__Aim A__
Quote the part of the records below that opens with the line containing "Verify that every instance of the row" and runs through the end of the records.

__Text provided__
begin
Boutros Ghali (12 May 1846 – 21 February 1910; , ; styled Boutros Ghali Bey later Boutros Ghali Pasha) was the prime minister of Egypt from 1908 to 1910.

Early life
Boutros Ghali was born on 12 May 1846 to a Coptic Christian family in Kiman-al-'Arus, a village of Beni Suef, Egypt, in 1846. His father was Ghali Nayruz, the steward of Prince Mustafa Fadil. Boutros Ghali studied Arabic, Ottoman Turkish, Persian, English and French.
end
__Records for processing__
begin
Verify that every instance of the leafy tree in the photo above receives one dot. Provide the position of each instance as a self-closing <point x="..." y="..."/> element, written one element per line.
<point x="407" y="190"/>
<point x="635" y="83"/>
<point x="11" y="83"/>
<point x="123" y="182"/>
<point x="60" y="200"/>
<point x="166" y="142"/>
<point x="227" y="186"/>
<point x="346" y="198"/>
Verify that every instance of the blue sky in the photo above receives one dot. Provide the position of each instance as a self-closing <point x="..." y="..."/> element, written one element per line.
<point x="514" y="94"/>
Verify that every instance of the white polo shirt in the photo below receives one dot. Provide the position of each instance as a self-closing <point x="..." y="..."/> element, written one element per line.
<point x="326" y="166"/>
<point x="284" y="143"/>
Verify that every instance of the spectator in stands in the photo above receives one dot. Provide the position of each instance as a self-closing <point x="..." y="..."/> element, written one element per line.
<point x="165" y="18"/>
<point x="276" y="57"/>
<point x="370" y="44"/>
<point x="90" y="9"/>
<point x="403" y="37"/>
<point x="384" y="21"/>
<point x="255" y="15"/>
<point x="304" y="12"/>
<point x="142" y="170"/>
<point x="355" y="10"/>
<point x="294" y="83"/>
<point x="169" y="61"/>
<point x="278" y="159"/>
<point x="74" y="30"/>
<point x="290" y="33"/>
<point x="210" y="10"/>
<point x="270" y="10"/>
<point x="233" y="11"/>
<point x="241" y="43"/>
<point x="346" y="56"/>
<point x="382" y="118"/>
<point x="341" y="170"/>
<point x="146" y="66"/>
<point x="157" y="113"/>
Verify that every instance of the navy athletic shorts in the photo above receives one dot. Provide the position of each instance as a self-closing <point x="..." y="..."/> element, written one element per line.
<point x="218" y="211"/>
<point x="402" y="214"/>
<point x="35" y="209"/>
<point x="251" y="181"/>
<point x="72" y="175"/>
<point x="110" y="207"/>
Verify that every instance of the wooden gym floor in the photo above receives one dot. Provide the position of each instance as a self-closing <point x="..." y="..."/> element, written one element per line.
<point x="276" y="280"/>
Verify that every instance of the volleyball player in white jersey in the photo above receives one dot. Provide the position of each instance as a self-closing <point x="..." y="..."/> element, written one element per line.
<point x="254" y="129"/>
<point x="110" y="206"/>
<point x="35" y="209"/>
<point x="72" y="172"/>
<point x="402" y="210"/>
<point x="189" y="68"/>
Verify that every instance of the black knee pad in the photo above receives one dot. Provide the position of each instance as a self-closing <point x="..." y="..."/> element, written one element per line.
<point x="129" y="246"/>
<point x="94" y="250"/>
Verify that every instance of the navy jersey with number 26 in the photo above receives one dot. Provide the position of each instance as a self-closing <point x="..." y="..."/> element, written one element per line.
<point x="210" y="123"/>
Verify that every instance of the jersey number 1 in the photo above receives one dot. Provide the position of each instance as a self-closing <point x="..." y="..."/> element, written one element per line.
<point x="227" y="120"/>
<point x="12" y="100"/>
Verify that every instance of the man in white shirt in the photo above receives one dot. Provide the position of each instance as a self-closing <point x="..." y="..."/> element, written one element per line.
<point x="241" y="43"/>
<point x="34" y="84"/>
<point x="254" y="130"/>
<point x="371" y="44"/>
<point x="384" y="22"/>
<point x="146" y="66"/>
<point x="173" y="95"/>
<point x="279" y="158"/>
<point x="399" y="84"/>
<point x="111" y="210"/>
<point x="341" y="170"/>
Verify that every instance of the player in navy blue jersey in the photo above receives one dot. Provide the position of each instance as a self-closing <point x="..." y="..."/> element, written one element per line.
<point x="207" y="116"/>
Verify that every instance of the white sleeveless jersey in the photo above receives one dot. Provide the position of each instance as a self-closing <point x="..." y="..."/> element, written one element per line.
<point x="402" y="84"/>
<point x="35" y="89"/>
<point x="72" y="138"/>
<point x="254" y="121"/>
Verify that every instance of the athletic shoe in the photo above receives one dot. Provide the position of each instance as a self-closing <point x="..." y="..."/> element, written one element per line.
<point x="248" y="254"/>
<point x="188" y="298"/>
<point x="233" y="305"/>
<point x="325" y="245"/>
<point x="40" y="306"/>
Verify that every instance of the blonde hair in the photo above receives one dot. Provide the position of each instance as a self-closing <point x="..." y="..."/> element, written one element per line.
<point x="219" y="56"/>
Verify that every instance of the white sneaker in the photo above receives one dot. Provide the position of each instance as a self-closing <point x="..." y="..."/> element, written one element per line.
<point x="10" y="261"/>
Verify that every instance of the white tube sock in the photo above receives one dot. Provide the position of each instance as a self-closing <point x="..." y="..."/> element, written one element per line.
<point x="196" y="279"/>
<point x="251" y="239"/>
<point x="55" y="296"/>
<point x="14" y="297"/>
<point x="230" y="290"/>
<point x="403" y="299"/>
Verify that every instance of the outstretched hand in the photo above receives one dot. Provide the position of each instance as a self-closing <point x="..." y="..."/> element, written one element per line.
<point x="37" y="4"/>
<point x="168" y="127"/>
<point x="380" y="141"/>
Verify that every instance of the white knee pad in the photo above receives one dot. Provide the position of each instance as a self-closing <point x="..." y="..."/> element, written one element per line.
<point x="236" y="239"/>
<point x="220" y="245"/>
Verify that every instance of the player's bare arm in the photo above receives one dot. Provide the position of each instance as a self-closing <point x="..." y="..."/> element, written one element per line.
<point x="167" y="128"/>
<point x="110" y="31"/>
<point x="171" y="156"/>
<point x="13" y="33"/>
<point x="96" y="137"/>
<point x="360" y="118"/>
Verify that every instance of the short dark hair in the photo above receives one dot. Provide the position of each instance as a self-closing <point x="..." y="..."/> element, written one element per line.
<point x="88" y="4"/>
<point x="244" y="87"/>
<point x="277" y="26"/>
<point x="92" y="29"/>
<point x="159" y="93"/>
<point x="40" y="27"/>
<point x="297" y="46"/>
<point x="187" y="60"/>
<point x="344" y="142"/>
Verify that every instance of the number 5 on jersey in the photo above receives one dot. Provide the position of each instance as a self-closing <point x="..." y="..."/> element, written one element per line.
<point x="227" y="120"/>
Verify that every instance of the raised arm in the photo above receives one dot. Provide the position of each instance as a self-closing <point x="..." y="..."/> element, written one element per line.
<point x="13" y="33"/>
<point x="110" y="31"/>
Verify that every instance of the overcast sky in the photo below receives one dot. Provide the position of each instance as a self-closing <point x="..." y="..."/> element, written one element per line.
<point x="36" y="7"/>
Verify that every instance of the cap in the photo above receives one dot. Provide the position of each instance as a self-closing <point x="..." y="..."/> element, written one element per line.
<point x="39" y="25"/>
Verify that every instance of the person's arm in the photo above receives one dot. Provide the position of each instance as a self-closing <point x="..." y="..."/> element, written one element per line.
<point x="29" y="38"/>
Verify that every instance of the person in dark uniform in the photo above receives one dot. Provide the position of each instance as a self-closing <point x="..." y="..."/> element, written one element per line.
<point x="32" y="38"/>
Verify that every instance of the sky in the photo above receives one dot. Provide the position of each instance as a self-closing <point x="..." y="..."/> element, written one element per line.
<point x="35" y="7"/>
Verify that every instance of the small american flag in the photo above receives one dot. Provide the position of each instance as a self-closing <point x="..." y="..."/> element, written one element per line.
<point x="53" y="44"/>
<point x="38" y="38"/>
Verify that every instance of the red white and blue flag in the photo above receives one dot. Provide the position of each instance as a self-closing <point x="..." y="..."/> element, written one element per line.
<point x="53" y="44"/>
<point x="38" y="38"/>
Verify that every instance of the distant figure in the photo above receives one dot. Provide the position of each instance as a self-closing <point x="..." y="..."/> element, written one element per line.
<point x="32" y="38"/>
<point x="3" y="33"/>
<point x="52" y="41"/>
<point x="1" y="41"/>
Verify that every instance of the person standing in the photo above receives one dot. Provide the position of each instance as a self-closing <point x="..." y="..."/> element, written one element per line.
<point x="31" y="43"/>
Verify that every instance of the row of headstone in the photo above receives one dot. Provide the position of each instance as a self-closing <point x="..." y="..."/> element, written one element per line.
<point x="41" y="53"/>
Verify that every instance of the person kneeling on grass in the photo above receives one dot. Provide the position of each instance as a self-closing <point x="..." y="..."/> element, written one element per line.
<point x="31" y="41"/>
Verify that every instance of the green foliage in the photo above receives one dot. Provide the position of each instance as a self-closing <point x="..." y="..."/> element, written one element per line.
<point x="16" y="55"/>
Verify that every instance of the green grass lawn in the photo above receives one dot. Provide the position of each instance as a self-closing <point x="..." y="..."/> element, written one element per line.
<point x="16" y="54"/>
end
__Aim B__
Print the whole text on Boutros Ghali above, word for word.

__Reply A__
Verify that every instance of the row of headstone in the photo above receives one dot. Provide the position of each instance as a self-closing <point x="..." y="..."/> element, written one element per line.
<point x="41" y="53"/>
Verify that every instance of the person kneeling on grass in the photo above receives one dot. Provide the position of each instance as a self-closing <point x="..." y="..."/> element, written one element per line.
<point x="31" y="41"/>
Verify that every instance of the green foliage in the photo above receives one dot. Provide the position of each instance as a self-closing <point x="..." y="..."/> element, written one element per line.
<point x="16" y="55"/>
Verify that every instance of the green grass lawn in the photo above receives one dot. Provide the position of each instance as a self-closing <point x="..." y="..."/> element, written one element per line.
<point x="16" y="54"/>

__Reply B__
Boutros Ghali (12 May 1846 – 21 February 1910; , ; styled Boutros Ghali Bey later Boutros Ghali Pasha) was the prime minister of Egypt from 1908 to 1910.

Early life
Boutros Ghali was born on 12 May 1846 to a Coptic Christian family in Kiman-al-'Arus, a village of Beni Suef, Egypt, in 1846. His father was Ghali Nayruz, the steward of Prince Mustafa Fadil. Boutros Ghali studied Arabic, Ottoman Turkish, Persian, English and French.